**Your objective:**
In the entries below, find the line containing "task: segment the small window opening". Copy it and all lines after it, exactly, through the end.

═════ The input ═════

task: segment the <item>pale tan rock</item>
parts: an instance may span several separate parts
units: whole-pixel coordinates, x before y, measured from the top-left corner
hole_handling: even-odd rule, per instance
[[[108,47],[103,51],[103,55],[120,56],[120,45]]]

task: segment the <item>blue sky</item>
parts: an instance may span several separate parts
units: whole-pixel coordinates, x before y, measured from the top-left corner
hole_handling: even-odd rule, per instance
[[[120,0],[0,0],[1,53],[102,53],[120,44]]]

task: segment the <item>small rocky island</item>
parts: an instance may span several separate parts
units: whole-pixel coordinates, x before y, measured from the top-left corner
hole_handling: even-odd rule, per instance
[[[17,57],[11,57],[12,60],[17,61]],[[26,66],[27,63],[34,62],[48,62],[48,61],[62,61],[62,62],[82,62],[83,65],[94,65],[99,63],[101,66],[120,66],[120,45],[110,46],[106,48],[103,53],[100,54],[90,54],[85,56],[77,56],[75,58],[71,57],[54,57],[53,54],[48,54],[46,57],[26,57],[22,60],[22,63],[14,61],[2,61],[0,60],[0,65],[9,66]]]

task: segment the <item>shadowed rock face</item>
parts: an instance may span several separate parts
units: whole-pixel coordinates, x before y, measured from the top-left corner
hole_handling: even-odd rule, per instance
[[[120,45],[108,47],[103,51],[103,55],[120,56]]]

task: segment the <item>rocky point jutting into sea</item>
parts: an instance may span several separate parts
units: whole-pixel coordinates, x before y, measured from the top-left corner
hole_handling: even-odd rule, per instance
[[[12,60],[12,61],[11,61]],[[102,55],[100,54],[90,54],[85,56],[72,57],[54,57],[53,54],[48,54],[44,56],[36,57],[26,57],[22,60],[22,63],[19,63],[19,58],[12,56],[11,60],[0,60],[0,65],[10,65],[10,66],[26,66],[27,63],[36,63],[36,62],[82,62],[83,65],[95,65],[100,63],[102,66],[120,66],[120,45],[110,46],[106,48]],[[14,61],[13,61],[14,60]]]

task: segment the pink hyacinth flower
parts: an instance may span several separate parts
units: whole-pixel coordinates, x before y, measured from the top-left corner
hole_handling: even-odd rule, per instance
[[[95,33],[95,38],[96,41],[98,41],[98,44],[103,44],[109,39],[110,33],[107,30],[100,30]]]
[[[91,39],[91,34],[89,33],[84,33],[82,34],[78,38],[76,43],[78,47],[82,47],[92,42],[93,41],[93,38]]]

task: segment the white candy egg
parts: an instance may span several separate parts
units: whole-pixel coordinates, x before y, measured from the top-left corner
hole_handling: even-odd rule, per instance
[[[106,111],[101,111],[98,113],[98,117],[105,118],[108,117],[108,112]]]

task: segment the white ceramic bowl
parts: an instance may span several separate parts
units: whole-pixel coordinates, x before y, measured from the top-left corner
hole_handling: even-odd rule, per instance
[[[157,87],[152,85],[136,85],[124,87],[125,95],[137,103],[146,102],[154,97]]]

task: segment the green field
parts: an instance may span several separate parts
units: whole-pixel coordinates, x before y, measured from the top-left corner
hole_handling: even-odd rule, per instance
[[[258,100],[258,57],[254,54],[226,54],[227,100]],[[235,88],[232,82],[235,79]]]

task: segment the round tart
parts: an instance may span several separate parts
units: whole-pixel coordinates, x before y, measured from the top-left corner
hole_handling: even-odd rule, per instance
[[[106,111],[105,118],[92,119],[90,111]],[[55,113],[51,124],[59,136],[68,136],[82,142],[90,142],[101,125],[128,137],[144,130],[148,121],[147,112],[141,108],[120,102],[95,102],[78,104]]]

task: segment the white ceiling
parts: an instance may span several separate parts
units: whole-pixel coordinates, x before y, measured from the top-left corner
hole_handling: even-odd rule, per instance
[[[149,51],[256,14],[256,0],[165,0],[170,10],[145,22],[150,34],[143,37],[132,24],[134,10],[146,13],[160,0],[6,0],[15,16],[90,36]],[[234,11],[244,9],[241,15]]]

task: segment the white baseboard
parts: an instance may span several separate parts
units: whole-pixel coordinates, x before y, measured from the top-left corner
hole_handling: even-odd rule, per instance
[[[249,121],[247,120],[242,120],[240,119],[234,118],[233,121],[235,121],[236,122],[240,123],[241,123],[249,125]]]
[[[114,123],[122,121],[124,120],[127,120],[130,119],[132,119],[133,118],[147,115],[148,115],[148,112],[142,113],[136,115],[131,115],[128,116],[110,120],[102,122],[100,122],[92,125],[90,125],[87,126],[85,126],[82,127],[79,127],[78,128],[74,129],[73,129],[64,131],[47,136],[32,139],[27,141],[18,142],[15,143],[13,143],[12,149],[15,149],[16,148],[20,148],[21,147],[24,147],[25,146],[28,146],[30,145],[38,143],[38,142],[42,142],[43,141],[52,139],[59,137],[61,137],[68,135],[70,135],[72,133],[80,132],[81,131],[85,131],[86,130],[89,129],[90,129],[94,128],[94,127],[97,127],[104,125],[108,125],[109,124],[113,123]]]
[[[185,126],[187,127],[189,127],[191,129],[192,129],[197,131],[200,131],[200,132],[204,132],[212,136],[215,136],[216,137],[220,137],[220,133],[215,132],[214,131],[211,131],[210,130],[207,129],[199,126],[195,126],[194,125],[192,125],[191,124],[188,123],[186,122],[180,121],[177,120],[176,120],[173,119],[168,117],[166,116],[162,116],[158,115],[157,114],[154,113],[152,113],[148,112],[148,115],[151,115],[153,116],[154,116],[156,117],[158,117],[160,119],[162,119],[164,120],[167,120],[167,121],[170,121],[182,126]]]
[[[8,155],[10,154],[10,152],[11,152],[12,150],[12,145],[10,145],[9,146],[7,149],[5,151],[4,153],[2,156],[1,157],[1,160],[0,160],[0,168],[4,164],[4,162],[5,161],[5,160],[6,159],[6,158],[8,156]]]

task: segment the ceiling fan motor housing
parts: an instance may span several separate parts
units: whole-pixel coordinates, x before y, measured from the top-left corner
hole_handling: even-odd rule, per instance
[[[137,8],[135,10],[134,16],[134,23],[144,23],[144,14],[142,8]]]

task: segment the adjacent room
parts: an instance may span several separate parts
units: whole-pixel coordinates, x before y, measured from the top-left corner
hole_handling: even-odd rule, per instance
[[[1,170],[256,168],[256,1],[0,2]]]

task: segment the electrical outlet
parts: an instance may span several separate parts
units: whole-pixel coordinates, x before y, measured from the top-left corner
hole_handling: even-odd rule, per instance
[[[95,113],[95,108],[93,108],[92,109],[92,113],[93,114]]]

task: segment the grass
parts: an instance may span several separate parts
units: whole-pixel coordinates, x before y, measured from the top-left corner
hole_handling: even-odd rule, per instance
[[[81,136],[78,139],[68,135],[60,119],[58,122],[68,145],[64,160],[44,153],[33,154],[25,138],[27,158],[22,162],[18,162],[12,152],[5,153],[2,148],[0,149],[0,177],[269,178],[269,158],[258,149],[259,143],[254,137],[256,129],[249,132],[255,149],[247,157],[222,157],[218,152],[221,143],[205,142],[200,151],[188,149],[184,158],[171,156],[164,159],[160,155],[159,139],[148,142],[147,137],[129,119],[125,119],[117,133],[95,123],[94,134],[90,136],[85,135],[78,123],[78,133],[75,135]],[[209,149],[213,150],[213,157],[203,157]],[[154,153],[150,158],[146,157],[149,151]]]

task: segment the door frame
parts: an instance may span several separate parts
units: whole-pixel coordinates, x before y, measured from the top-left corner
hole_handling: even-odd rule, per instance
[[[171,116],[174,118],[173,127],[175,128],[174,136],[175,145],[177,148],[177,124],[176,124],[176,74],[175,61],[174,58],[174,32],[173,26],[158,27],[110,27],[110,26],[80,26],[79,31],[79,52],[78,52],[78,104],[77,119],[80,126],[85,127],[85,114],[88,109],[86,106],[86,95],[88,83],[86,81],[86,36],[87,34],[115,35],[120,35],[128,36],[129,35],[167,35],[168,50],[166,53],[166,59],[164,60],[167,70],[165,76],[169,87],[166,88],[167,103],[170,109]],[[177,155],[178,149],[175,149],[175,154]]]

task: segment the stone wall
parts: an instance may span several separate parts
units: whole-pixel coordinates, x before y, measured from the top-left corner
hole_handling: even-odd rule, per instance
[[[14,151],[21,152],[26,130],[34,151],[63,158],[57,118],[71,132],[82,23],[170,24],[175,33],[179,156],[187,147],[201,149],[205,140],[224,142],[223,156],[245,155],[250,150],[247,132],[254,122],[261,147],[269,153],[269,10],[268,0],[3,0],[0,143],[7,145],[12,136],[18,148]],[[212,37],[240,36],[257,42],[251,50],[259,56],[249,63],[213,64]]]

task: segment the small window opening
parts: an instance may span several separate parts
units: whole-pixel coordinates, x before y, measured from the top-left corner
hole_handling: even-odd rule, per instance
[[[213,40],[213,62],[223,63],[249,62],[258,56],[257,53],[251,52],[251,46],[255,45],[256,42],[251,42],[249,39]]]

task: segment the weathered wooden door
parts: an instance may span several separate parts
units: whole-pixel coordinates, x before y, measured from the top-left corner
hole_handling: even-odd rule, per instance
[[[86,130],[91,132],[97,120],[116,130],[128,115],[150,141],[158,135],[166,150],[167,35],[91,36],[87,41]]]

═════

**The reply:**
task: segment the small window opening
parts: an instance may span several separate parts
units: whole-pixel coordinates, x before y, measured from the top-left corner
hole_handling: even-odd rule, per instance
[[[213,40],[213,62],[223,63],[249,62],[258,56],[257,53],[251,52],[251,46],[255,45],[256,42],[251,42],[249,39]]]

task: segment the weathered wooden door
parts: an instance may span several separate parts
units: whole-pixel coordinates, x before y, measured from the top-left corner
hole_handling: even-odd rule, per instance
[[[86,130],[91,132],[97,120],[116,130],[128,115],[150,141],[158,135],[166,150],[167,35],[91,36],[87,41]]]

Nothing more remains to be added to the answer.